▶ _DIRECTIONS FOR THIS TASK_: Turn the items below into a Markdown table with the columns Row and Line, numbering each line and skipping blank ones. Leave the pictures out.

▶ _RECORDS SHOWN_:
** START **

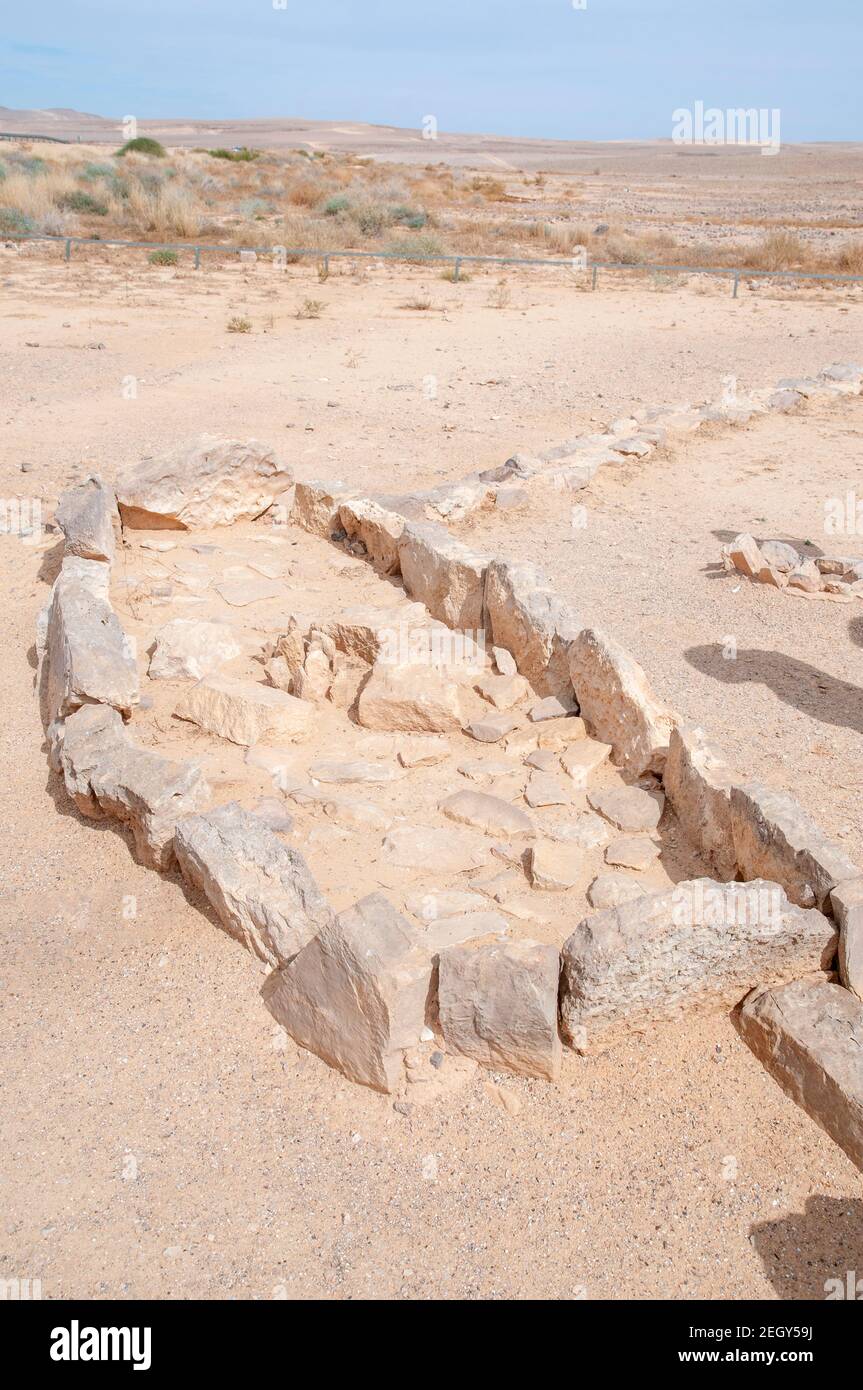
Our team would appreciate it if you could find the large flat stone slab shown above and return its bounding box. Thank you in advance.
[174,802,332,966]
[561,878,838,1051]
[117,435,293,531]
[264,894,432,1093]
[57,705,210,869]
[174,676,314,748]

** END **

▶ _FULL SOLUTION_:
| Row | Line |
|---|---|
| 1 | Our team would appreciate it if you could find the large flat stone slab shown above and return its bounding box. Thank you in advance. |
| 2 | [174,802,332,966] |
| 3 | [561,878,838,1051] |
| 4 | [117,435,293,531] |
| 5 | [264,894,432,1093] |
| 6 | [57,705,210,869] |
| 7 | [174,676,314,748] |